- O QUE SE PEDE:
Indique todas as formas verbais no gerúndio presentes no texto sobre a morte de Eusébio.

═════ PASSAGEM CITADA

Texto de Luís Sobral, publicado originalmente a 6 de janeiro de 2014

A morte de Eusébio é uma impossibilidade. Ainda de manhã passei pelo Youtube e ele lá estava. Um golo, outro, mais outro ainda. Em força, driblando em corrida. Sofrendo faltas, correndo sempre. Elegante, educado, decisivo. As imagens por vezes são más, no entanto ele distingue-se.

Eusébio, como os grandes artistas, não morre. Viverá sempre, eterno em cada lance, em cada recordação. Eu sei que é uma ideia feita: os artistas não morrem. Mesmo assim escrevo-a, porque tenho a certeza de que é verdade. Como posso ter a certeza? Porque ainda há pouco levantei os olhos para a televisão e vi a reação de miúdos de dez anos, silenciosos em frente à estátua.

══════════
═════ DADOS EXTRAÍDOS

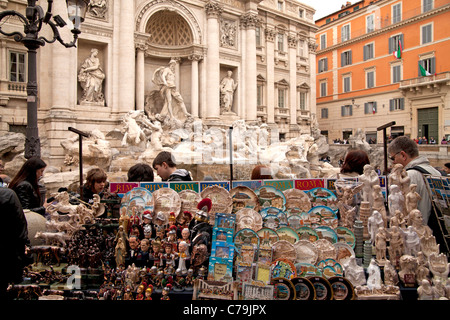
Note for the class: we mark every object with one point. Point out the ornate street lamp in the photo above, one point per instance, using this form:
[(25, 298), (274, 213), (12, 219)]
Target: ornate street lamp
[(33, 20)]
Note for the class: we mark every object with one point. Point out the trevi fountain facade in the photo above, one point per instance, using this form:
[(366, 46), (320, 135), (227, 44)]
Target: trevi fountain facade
[(198, 78)]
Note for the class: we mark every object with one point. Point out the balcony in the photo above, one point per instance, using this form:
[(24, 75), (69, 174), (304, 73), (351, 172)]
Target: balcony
[(433, 82)]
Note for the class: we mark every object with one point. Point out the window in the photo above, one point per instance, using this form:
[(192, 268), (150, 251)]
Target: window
[(346, 80), (346, 110), (427, 5), (323, 41), (260, 95), (346, 58), (394, 41), (428, 64), (323, 89), (258, 36), (427, 33), (370, 107), (396, 13), (368, 52), (302, 101), (397, 104), (396, 71), (370, 25), (323, 65), (282, 98), (280, 42), (370, 79), (345, 33), (17, 67)]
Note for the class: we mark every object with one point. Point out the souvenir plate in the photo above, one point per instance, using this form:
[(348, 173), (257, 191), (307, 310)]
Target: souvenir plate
[(324, 291), (345, 235), (306, 252), (307, 270), (307, 233), (342, 288), (283, 268), (296, 198), (294, 222), (246, 237), (325, 232), (343, 252), (270, 196), (325, 249), (220, 198), (189, 200), (285, 250), (323, 197), (304, 289), (248, 218), (283, 289), (288, 234), (166, 200), (244, 197), (267, 236)]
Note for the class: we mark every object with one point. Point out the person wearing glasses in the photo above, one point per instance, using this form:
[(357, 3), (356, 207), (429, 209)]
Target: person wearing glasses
[(405, 151)]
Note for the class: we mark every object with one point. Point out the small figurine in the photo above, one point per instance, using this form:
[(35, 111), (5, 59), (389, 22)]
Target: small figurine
[(165, 292)]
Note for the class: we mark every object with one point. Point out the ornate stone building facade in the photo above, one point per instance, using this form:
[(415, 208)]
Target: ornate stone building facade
[(269, 47)]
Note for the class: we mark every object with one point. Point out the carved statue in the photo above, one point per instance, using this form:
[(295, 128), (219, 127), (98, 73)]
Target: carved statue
[(227, 88), (91, 77), (164, 77)]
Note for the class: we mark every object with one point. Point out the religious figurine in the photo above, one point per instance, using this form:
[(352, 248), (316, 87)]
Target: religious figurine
[(164, 77), (374, 276), (369, 179), (407, 273), (120, 252), (425, 291), (396, 200), (412, 241), (227, 88), (183, 250), (354, 273), (390, 274), (91, 77), (148, 292), (412, 198), (373, 224), (380, 245), (399, 177)]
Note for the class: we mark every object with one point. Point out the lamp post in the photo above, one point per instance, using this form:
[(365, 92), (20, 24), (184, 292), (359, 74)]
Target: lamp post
[(32, 21)]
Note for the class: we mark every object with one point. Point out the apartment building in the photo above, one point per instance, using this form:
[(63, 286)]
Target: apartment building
[(383, 61)]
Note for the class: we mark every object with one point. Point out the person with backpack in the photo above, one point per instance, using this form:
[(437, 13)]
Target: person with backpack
[(403, 150), (166, 168)]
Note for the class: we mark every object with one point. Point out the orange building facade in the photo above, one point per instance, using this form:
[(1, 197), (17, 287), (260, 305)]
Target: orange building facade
[(383, 61)]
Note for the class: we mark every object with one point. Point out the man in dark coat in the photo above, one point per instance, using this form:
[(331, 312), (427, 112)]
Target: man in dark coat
[(13, 240)]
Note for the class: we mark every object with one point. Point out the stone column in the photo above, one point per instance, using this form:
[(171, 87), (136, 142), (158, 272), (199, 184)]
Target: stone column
[(270, 89), (213, 12), (292, 43), (127, 60), (140, 77), (249, 21), (194, 85)]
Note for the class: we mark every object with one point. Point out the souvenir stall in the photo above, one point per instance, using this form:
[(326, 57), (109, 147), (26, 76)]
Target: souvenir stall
[(302, 239)]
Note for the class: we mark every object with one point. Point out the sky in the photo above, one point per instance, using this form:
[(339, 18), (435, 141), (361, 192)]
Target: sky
[(324, 7)]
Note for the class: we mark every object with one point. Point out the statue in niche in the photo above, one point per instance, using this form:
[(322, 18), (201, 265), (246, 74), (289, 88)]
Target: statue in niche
[(98, 8), (164, 77), (91, 78), (227, 88)]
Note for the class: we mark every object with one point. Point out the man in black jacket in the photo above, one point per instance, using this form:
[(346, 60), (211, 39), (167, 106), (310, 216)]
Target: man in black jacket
[(166, 168), (13, 240)]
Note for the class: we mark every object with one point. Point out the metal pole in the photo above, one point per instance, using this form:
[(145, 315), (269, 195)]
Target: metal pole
[(231, 157)]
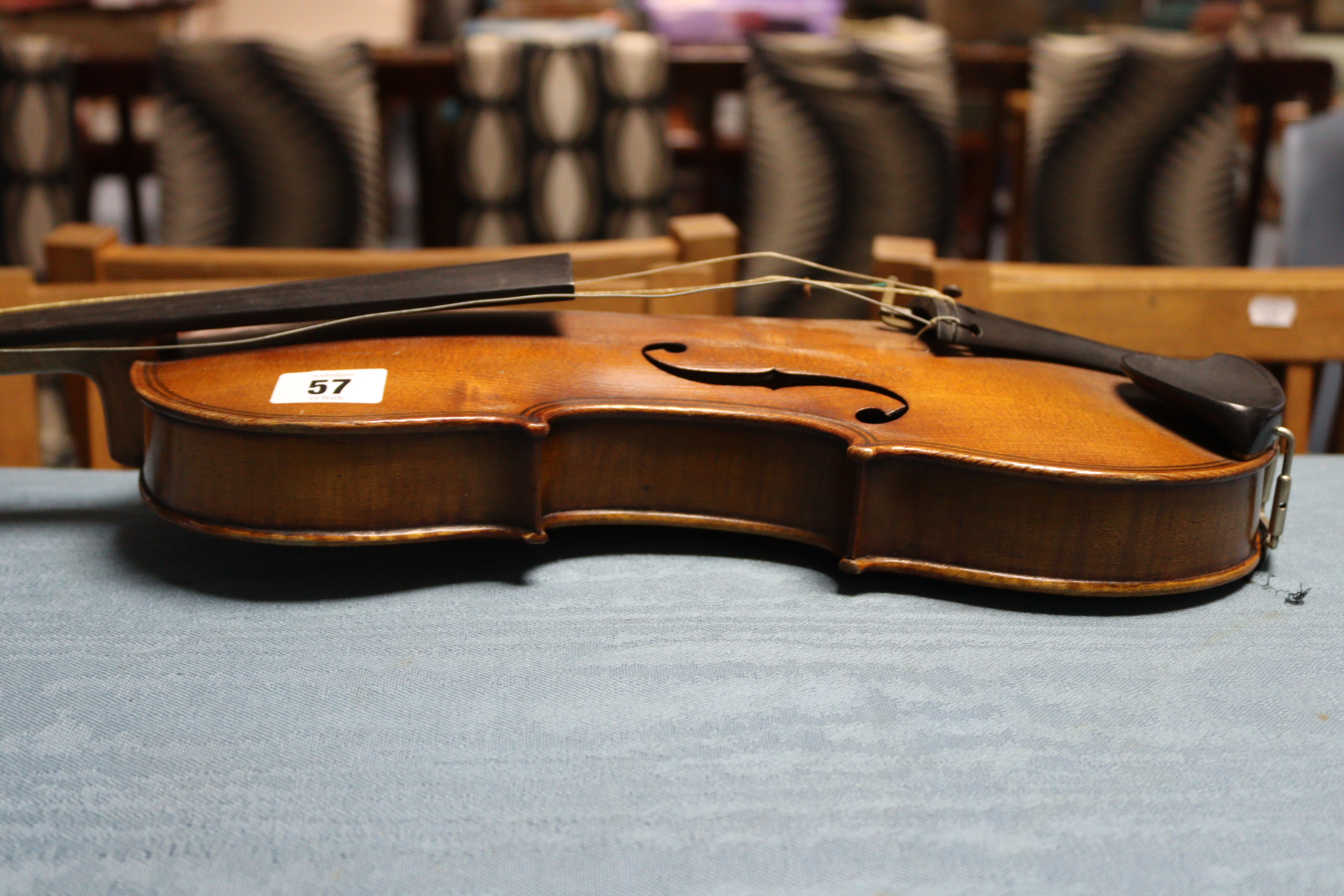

══════════

- RESOLUÇÃO:
driblando, Sofrendo, correndo